Exercise requirements: Please answer from the editorial on the 45th Congressional District: what business does Derek Tran own with his wife?

Document section:
--
The 45th Congressional District is due for change. Overdue.
Rep. Michelle Steel (R-Seal Beach) may officially represent the district in northern Orange County, but her extreme-right values and occasional dishonesty make her a poor fit for her constituents.
Fortunately, voters have an excellent alternative in Democrat Derek Tran, a consumer- and employee-rights attorney who also owns an independent pharmacy with his pharmacist wife. It’s not surprising, then, that he has aligned himself with other Democrats who are strongly pro-small business. In contrast to Steel, he is a believer in helping Americans gain quality, affordable education and healthcare — and respecting their freedom to make their own medical and family decisions.
As the son of Vietnamese refugees, he has a deep understanding of the interests and needs of that community, which is heavily concentrated in the district.
Tran was not our top pick among the Democrats in the primary, but that’s not because of any shortcomings on his part. Another candidate had been more active in local politics. But Tran is well-informed, not just about the important issues facing Congress, but about how D.C. politics work. He would hit the ground running.
Steel, on the other hand, is a conservative ideologue. She was a co-sponsor of a 2021 resolution declaring that life begins at conception and has a top rating from the antiabortion group Susan B. Anthony Pro-Life America. She signed an amicus brief asking the U.S. Supreme Court to overturn Roe vs. Wade.
But earlier this year, she flip-flopped and withdrew her name from the resolution, saying she believes in extremely limited exceptions to outlawing abortion. In other words, don’t put too much faith in anything she says or does during an election year on the issue.
Steel is well aware that stripping women of their abortion rights does not sit well with constituents in her district, an arc that curves from Fountain Valley to Garden Grove, taking in a small portion of Los Angeles County. In 2022, 55% of voters in this district supported Proposition 1, a state measure that guaranteed the rights of Californians to make their own decisions about reproductive health.
--
[Image point grounding data]
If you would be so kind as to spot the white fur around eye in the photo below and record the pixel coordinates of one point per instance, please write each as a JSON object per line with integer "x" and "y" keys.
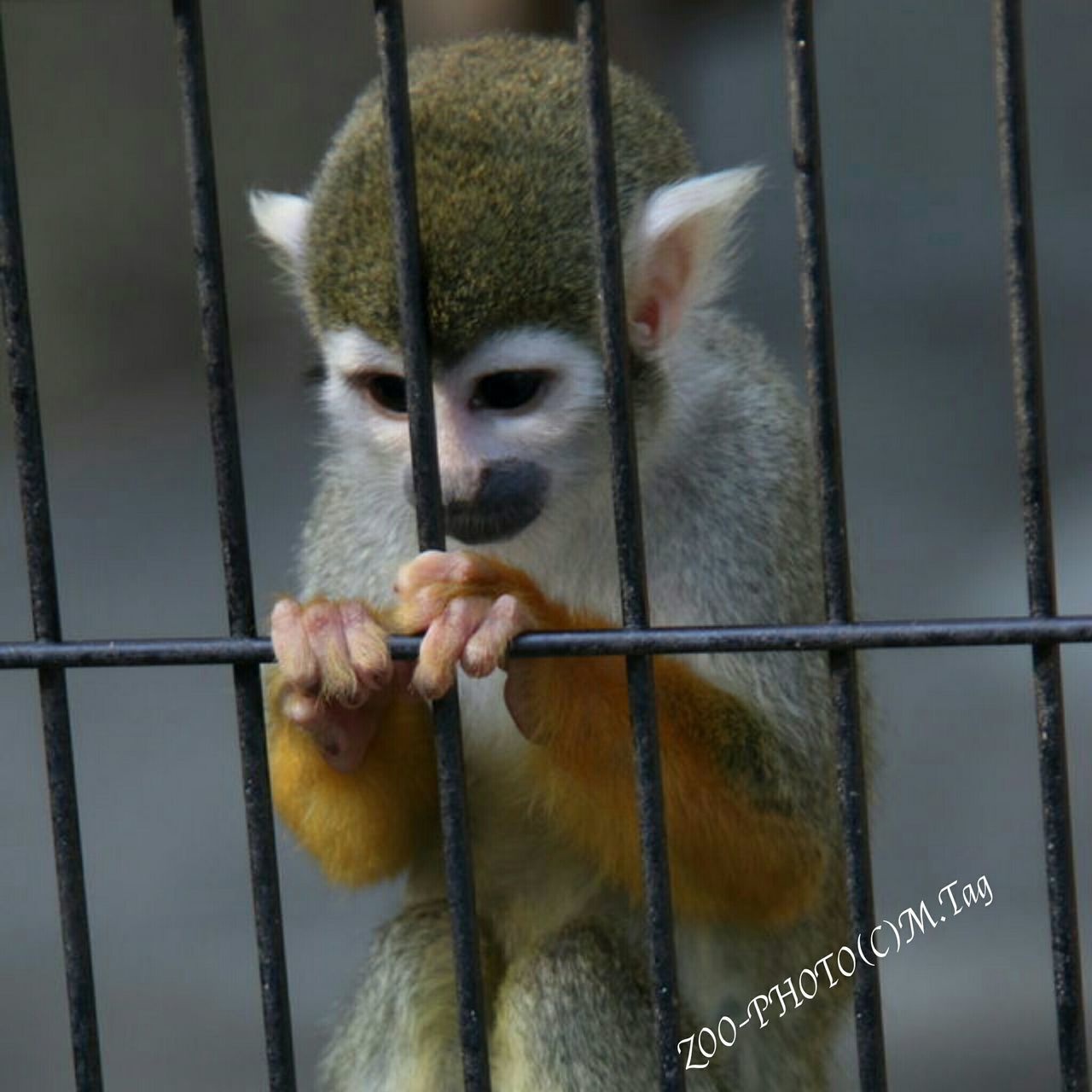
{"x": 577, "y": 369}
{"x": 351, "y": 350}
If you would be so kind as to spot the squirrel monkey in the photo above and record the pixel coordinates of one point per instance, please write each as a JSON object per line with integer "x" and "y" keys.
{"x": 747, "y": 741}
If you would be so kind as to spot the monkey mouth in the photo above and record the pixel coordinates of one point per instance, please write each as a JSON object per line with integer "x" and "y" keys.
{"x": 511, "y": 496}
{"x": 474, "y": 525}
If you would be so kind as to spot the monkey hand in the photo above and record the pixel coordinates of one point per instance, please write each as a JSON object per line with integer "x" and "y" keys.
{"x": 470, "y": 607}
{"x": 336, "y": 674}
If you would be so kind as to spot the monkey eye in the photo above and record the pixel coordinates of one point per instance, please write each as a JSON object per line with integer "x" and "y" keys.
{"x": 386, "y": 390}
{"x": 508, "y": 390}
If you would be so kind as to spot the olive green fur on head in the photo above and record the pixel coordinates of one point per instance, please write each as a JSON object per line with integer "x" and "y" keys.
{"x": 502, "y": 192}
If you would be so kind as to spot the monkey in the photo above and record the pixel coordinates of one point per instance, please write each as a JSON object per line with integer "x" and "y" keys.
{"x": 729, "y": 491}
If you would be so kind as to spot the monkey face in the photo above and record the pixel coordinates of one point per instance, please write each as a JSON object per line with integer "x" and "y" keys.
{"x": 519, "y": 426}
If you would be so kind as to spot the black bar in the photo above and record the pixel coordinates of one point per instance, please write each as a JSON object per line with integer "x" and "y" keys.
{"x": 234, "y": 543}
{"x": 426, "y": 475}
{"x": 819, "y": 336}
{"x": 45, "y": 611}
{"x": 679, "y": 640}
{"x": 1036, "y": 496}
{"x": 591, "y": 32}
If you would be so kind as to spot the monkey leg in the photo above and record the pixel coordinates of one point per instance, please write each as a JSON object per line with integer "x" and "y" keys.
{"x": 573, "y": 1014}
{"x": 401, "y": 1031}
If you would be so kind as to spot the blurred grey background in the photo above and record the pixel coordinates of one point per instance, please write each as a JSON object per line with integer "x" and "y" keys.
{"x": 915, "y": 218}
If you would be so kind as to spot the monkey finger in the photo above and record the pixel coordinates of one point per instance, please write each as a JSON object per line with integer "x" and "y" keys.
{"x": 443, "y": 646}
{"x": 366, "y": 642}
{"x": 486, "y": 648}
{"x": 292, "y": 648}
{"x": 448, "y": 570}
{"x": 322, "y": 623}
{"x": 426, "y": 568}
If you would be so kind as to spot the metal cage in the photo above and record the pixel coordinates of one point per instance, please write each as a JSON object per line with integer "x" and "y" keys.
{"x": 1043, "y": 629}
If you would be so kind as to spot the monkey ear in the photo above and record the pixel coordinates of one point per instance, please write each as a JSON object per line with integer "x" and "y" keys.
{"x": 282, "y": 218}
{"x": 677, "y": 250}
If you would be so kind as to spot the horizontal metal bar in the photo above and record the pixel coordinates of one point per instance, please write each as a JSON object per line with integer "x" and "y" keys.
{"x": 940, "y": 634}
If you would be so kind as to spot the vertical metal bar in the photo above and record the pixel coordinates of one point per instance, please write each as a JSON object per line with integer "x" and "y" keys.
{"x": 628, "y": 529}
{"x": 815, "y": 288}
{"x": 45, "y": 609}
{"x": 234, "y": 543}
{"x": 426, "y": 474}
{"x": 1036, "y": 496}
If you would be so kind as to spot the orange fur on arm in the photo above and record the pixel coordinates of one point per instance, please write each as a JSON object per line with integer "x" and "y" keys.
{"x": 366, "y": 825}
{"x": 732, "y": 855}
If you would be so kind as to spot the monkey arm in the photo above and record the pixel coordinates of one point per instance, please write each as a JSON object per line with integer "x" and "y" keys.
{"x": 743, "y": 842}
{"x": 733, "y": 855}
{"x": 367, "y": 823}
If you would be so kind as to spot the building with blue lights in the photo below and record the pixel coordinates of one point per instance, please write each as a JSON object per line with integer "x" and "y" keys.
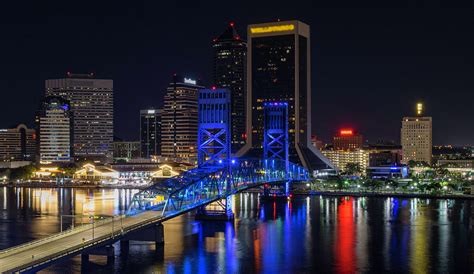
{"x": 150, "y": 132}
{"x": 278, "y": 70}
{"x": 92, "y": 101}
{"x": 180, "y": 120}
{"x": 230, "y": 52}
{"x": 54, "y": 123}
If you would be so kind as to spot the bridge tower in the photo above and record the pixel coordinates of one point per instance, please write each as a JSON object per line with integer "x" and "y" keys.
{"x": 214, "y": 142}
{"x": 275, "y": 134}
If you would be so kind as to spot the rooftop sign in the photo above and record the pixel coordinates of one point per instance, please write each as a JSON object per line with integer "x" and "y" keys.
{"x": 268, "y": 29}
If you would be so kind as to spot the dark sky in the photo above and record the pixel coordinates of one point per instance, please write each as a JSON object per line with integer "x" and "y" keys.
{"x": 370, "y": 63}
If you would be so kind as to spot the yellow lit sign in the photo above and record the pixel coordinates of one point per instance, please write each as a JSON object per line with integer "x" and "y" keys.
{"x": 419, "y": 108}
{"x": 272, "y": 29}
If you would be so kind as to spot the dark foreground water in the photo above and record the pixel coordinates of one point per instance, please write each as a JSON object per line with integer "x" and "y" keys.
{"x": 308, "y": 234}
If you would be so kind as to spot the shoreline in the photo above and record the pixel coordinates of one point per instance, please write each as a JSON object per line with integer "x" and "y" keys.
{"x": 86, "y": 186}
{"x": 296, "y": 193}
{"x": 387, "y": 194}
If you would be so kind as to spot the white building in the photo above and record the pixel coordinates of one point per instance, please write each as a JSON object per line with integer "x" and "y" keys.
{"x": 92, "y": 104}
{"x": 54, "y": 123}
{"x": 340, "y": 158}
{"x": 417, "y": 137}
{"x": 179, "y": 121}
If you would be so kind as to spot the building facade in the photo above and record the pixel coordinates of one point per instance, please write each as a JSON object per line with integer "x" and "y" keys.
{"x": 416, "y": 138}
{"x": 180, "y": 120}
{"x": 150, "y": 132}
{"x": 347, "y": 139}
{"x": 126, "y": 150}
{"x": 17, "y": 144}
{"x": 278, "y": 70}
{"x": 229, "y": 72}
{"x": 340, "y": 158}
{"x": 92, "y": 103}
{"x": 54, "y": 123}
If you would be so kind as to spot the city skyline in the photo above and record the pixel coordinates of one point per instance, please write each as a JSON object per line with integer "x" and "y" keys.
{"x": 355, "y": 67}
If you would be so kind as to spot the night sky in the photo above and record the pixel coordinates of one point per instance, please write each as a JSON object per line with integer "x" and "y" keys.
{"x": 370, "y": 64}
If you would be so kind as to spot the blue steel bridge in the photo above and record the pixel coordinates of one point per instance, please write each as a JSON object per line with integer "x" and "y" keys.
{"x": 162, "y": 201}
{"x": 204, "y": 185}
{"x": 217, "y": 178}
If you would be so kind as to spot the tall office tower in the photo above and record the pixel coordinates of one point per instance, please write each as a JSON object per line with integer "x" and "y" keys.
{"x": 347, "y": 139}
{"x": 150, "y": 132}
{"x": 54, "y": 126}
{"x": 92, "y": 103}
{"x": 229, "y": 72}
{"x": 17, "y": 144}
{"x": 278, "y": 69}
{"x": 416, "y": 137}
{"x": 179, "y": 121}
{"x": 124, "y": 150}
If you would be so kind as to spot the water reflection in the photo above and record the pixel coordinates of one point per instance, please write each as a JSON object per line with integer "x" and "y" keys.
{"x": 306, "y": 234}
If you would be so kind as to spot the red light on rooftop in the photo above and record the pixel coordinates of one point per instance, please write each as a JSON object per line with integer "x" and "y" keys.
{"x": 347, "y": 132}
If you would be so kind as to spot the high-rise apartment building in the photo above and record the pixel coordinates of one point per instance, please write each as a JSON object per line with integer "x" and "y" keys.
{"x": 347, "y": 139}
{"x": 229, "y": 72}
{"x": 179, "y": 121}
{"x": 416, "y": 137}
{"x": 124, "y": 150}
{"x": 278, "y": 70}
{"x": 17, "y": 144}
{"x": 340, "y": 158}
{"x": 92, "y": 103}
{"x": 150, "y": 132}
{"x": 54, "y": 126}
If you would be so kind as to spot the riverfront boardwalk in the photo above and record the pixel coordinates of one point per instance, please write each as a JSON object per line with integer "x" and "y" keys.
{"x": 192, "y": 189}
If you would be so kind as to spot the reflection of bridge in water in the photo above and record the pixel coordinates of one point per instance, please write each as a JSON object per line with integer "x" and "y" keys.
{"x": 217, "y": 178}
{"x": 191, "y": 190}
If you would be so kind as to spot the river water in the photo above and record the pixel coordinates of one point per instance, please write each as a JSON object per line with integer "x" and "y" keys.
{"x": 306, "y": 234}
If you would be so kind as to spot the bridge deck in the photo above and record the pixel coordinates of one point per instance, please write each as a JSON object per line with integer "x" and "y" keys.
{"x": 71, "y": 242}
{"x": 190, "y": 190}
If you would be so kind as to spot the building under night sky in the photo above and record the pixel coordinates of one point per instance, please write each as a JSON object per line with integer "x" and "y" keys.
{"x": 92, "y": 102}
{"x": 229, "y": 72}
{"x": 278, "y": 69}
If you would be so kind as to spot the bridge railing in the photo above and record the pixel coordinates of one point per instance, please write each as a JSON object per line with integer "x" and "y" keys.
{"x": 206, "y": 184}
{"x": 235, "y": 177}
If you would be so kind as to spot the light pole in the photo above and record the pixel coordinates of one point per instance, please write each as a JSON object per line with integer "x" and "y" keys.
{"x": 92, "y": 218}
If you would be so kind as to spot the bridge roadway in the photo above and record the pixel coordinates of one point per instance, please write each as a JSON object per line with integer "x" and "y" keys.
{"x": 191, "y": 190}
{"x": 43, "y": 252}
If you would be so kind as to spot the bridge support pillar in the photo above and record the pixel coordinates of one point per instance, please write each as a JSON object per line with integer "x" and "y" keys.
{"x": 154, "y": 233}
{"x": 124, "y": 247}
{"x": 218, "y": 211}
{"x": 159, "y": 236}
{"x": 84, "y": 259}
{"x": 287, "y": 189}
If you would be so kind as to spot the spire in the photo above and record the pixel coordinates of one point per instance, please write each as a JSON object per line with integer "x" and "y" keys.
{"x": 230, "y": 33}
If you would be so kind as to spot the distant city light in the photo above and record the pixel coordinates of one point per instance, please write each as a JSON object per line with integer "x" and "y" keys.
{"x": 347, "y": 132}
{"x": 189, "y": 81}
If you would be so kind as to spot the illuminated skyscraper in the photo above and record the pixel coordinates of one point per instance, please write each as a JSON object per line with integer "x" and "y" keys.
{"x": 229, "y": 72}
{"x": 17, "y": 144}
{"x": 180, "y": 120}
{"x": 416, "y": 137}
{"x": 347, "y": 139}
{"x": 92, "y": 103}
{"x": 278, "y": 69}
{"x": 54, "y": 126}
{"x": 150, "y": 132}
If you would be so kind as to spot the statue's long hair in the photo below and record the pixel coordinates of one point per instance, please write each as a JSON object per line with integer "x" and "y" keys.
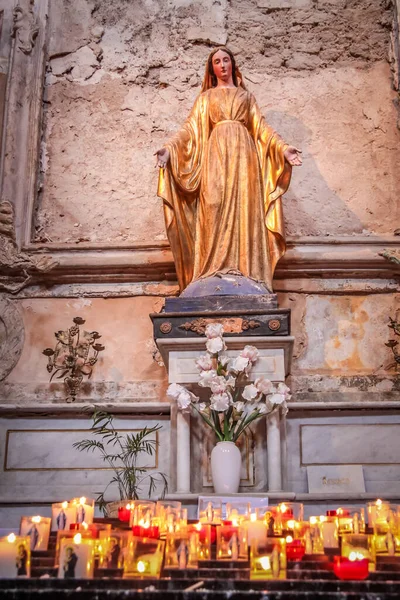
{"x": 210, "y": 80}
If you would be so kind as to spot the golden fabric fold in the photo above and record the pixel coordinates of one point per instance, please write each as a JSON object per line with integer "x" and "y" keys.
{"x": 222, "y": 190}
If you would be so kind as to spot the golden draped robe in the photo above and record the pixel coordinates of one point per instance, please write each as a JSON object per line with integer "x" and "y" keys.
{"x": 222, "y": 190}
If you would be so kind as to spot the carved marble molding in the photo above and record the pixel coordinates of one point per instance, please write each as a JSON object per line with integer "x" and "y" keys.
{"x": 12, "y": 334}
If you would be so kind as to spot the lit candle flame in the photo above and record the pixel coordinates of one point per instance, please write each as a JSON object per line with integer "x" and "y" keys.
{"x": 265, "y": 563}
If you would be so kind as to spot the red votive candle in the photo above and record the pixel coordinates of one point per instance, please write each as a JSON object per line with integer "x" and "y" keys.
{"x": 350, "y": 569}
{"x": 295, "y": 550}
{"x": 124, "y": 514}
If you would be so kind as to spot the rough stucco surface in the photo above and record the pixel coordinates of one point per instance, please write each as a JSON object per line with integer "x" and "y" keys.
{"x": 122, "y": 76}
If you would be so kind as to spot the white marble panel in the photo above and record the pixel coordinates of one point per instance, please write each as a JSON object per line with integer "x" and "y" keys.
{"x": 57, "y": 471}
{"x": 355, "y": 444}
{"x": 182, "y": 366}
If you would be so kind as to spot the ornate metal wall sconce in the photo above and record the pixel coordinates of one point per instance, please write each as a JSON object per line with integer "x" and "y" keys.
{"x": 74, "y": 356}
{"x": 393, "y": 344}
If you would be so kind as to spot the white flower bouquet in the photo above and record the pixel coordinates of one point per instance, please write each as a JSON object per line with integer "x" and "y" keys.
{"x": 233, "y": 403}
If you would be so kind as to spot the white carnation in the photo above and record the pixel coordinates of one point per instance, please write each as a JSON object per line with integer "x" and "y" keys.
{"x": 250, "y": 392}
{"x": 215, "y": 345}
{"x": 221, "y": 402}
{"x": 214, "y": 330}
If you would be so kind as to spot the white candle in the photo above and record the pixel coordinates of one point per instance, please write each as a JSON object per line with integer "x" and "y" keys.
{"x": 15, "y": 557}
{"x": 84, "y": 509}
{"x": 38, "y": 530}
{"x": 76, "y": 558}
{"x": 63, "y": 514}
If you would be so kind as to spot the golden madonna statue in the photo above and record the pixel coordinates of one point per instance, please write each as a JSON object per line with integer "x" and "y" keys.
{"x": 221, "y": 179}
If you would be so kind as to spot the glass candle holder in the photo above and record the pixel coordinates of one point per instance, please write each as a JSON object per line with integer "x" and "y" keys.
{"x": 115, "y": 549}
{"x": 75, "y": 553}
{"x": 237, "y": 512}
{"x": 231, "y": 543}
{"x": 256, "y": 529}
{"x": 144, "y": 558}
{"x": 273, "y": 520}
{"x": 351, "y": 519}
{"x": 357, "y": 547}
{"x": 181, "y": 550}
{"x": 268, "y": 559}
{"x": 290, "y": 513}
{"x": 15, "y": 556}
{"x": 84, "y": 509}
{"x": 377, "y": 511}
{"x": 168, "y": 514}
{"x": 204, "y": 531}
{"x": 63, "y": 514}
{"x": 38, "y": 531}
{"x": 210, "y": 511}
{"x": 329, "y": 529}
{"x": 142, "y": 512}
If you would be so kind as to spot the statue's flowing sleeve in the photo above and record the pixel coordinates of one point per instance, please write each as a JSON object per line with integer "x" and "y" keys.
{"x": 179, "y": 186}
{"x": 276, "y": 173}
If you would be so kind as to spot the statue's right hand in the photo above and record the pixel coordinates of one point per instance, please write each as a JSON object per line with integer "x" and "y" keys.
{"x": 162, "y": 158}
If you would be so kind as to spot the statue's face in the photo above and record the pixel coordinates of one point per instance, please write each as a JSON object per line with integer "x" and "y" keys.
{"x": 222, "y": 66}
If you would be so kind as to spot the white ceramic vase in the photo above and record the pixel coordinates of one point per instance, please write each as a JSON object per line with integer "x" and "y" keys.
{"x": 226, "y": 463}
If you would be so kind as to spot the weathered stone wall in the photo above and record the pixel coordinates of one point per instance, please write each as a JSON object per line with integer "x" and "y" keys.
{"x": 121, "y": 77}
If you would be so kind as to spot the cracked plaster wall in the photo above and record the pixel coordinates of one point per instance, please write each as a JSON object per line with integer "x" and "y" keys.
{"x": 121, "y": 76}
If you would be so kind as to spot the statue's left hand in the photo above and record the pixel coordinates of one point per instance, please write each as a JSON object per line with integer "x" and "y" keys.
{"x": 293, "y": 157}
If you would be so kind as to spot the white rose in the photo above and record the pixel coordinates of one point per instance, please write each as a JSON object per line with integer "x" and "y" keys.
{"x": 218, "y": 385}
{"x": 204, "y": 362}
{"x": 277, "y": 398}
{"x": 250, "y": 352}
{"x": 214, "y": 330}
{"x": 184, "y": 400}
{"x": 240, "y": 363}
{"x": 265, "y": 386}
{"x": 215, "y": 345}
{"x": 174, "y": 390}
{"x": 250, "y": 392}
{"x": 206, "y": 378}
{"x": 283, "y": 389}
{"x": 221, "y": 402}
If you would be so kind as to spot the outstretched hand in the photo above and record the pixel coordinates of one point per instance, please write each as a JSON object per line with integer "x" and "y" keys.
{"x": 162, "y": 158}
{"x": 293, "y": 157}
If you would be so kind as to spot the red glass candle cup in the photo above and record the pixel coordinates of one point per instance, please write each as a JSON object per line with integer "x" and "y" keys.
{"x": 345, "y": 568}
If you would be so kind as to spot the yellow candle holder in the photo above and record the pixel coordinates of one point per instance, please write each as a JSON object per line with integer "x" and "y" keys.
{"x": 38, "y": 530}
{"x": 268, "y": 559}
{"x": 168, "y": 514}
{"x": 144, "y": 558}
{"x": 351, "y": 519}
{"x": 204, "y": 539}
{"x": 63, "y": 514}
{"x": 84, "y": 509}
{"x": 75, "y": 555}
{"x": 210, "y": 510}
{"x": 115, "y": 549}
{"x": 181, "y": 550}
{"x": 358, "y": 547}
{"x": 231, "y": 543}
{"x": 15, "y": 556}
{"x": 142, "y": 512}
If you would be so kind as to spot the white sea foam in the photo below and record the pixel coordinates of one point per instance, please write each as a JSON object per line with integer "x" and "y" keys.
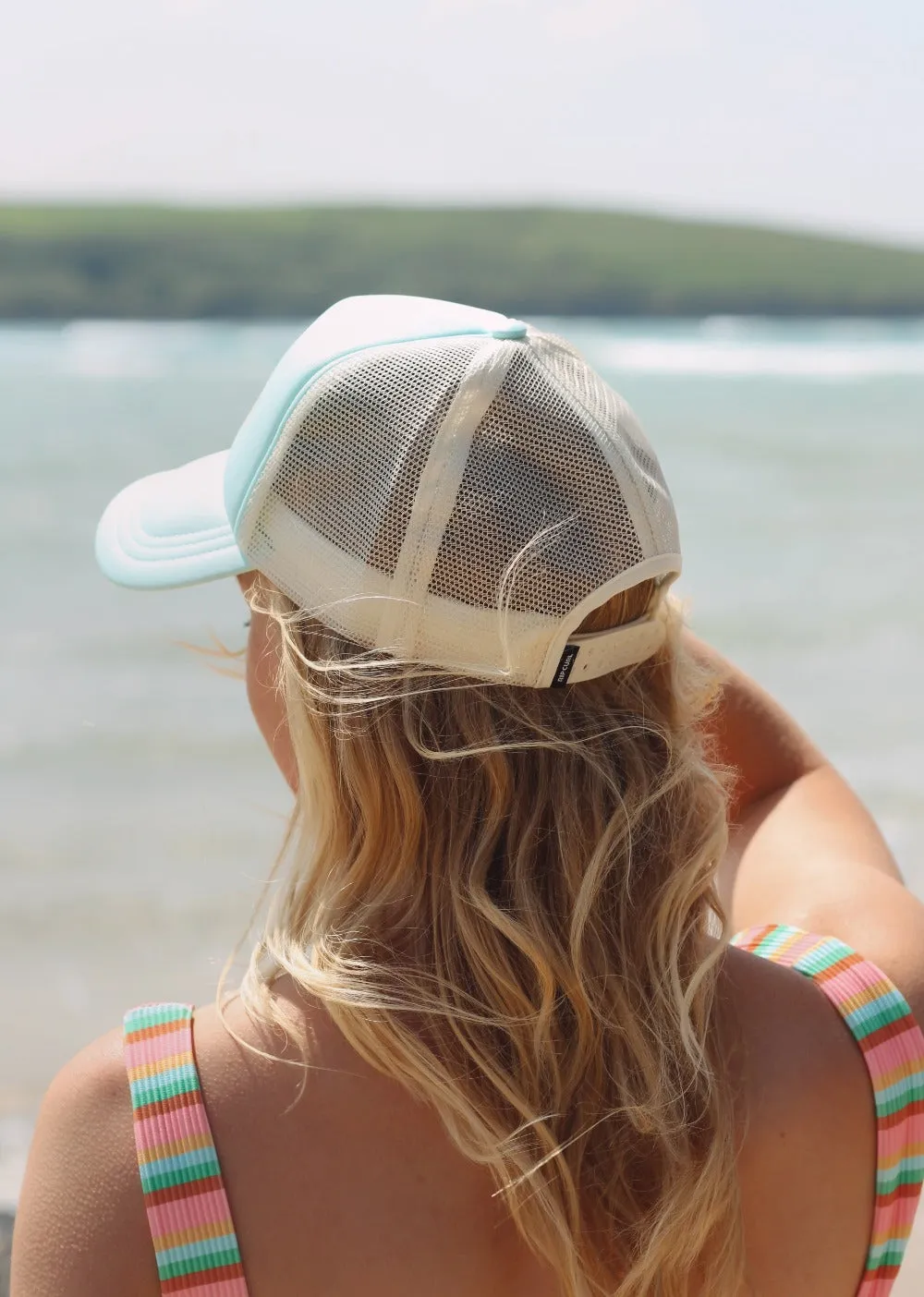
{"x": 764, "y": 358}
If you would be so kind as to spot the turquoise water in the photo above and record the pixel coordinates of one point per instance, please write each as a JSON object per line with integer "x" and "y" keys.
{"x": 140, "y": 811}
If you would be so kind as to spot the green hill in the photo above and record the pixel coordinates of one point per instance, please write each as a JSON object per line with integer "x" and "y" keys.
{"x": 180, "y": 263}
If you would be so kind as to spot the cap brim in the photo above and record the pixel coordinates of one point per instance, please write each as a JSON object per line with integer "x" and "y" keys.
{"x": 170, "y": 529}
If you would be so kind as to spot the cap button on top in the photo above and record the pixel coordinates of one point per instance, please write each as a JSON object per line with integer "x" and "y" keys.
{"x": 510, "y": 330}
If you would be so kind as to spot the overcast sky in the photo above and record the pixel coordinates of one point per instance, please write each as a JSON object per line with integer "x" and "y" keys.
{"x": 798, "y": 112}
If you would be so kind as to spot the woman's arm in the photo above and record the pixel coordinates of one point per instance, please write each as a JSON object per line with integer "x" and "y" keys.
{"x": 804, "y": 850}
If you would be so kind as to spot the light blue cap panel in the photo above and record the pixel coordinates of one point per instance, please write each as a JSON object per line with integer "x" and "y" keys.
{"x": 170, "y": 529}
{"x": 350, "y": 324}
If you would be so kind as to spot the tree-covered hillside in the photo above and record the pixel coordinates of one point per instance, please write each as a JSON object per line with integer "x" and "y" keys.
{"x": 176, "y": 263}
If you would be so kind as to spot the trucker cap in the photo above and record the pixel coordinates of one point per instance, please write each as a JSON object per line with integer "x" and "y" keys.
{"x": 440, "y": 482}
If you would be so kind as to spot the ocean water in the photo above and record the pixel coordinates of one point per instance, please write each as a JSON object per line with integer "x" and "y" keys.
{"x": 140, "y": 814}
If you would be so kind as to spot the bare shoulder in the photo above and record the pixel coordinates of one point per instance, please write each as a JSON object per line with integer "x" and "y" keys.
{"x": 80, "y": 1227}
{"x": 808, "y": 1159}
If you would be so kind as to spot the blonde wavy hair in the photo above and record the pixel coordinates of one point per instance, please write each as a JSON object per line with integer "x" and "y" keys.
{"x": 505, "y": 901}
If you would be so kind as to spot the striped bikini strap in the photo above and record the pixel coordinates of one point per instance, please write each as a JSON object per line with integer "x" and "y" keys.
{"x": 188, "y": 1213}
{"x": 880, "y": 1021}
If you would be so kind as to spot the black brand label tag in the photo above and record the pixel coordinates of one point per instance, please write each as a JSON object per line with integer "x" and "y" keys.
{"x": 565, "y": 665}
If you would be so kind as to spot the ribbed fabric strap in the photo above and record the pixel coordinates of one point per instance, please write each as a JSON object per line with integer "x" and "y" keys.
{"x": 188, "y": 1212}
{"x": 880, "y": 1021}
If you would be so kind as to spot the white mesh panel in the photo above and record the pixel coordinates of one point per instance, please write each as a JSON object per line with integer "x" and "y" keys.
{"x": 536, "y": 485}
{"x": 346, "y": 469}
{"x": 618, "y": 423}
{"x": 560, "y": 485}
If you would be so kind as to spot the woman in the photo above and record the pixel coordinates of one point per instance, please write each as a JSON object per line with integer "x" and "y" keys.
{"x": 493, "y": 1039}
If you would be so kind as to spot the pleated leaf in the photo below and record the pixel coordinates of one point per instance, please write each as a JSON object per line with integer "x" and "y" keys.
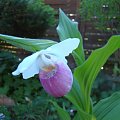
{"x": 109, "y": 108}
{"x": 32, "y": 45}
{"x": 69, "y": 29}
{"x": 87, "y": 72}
--
Exercise solution: An independent pharmacy.